§ **Task instructions**:
Write out the material below again, unchanged.

───── Dataset entries ─────

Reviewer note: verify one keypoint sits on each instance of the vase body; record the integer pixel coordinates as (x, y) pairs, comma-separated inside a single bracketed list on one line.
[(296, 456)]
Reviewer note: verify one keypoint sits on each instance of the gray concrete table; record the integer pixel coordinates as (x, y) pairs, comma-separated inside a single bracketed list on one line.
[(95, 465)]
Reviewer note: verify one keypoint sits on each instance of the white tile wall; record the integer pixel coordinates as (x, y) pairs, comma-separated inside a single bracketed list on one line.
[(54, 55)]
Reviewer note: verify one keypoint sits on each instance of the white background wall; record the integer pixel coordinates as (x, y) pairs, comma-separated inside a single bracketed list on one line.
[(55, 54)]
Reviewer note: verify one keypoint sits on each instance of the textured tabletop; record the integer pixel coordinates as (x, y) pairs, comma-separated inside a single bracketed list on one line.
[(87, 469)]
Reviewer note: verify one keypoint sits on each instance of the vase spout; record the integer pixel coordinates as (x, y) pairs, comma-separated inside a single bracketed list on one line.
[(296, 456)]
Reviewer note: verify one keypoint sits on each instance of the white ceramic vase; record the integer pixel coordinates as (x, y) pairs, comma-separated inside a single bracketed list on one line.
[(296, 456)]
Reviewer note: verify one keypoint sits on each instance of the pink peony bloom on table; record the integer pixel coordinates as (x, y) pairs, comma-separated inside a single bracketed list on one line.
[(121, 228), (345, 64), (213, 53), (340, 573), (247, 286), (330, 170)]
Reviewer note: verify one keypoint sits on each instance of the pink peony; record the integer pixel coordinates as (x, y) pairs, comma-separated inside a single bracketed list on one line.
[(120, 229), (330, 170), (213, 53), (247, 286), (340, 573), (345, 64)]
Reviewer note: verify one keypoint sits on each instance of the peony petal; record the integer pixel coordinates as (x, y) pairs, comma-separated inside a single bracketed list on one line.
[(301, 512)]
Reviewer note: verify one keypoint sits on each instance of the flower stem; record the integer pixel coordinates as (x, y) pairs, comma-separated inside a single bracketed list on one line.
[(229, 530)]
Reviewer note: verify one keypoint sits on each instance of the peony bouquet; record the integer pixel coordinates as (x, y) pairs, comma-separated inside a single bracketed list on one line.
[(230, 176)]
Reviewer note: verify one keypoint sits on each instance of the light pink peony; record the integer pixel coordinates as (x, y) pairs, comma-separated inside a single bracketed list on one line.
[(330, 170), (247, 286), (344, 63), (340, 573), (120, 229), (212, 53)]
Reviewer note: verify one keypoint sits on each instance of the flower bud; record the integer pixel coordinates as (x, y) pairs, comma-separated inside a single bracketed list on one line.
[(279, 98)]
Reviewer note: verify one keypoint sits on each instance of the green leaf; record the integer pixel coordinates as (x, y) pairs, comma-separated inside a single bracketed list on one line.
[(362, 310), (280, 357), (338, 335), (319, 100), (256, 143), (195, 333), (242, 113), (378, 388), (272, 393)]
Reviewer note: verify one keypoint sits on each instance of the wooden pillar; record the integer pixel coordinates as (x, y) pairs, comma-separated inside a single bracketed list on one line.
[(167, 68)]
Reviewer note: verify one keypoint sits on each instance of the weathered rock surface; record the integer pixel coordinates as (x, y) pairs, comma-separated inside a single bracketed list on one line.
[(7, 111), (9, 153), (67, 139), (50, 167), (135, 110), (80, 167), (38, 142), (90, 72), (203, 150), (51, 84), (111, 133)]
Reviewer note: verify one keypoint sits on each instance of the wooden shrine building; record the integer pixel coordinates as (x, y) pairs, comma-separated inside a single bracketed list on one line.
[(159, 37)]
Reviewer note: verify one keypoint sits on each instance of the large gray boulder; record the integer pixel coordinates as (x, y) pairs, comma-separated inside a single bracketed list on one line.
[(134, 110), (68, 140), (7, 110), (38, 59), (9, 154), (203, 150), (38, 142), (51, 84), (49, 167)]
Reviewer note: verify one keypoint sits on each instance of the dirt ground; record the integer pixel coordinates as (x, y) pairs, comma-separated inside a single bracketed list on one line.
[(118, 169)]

─────

§ **Correct result**:
Reviewer note: verify one keypoint sits on each instance of the vase body; record the integer pixel coordinates as (x, y) pairs, comma-separated inside a single bracketed list on one line.
[(296, 456)]
Reviewer note: verify one keypoint sits on each instance of the gray concrete table; record the integer pixel coordinates as (x, y) pairs, comma-separated inside a single bracketed list on one line.
[(95, 465)]
Reviewer note: verify one keypoint sits on each instance of the white tile wall; record the integer pixel coordinates as (x, y) pairs, comma-separated inside a single bracketed list on one line.
[(54, 55)]
Reviewer note: verify one keypoint sits on each instance of the white background wall; record the integer pixel coordinates as (x, y) pairs, comma-separated inside a single bracketed list on one line.
[(55, 54)]
Reviewer note: verify one keypoint sits on each instance of the textured tabletop; record the integer pixel coordinates as (x, y) pairs, comma-separated inside a single bracketed list on one line.
[(87, 469)]
Reviewer note: verify one keypoint sits on each instance of the vase spout; record the integer pixel coordinates as (x, y) pairs, comma-separated inside a single bracketed list on one line.
[(296, 456)]
Reviewer note: verify one keypoint sits on each instance of the white ceramic vase; record the integer pixel coordinates as (x, y) pairs, comma-separated inside a single bracketed list on one line.
[(296, 456)]
Reviewer note: verify one keypoint sits on each instance of the pink peony bloom on table; record the integer pixel coordinates as (x, y) pairs, comma-separated inside a single bracketed list on one line.
[(121, 228), (345, 64), (213, 53), (340, 573), (247, 286), (330, 170)]
Reviewer note: verify one keypoint sits on each instance of the pink peony; record the integer pixel coordinates as (x, y) pairs, comma-separated inside a single bracketed list on one line.
[(120, 229), (330, 170), (213, 53), (247, 286), (340, 573), (345, 64)]
Reviewer note: verify one keypoint sits on each instance of the peony petal; record the integer pixel coordinates as (x, y) pairs, comma-separated inside a single bracketed list on one line.
[(301, 512)]
Reviewer note: verify one keypoint sits on each instance of the flower stem; record the integer pixel coordinates as (x, y) pairs, comma-separated inside a single bracketed list on one line.
[(229, 530)]
Reviewer note: verify one keypoint sits on each instance of the peony bouquet; record the integer pixel coordinates as (x, y) pairs, comma-separated inside a single bracketed list on one line.
[(230, 176)]
Reviewer note: verify one keypoint sits on each instance of the light pink peony; record the integer pixel coordinates as (x, y) pairs, comma-separated inside a single bracketed list on one line.
[(330, 170), (247, 286), (344, 63), (340, 573), (120, 229), (212, 53)]
Reviewer note: verify one keypoint sits on each instance of the flower bud; record the integer pixel coordinates as (x, y) pairs, comma-separated inside a single bracketed list on one line.
[(279, 98)]
Reviewer note: verify one keypoint sits on each instance of the green leaf; record the integer pixel coordinates as (x, y) pairs, comma-separated inside a single bracketed list on one line.
[(362, 310), (280, 357), (338, 335), (319, 100), (256, 143), (195, 333), (242, 113), (378, 388), (272, 393)]
Reviewer note: verify one keypoint sits on each instance of the wooden pillar; record the integer pixel coordinates as (x, y) pairs, comma-separated inside a single bracketed list on one line.
[(167, 68)]
Reviewer note: verify one keypoint sits on each instance of the weathered rock surface; record the integer pixel coordinates as (x, y) pairs, comma-separated inside a single bracketed list on one line.
[(7, 111), (9, 153), (67, 139), (50, 167), (135, 110), (80, 167), (38, 142), (90, 72), (203, 150), (51, 84), (111, 133)]
Reviewer note: verify one keypoint sits on each instance of the wooden shrine building; record the integer pixel coordinates as (x, y) pairs, comma-separated inside a single bracketed list on one line.
[(159, 37)]
Reviewer note: verify one keypoint sits on each instance of the large gray boulder; record the integer pixel coordinates as (x, y) pairs, comma-separated inside a single bracketed list on one line.
[(134, 110), (68, 140), (7, 110), (38, 59), (9, 154), (203, 150), (38, 142), (51, 84), (49, 167)]
Reviewer note: verify one keypoint sits on each instance of the dirt ground; record the integer pixel coordinates as (x, y) pairs, comma-separated inside a single bracketed list on one line.
[(118, 169)]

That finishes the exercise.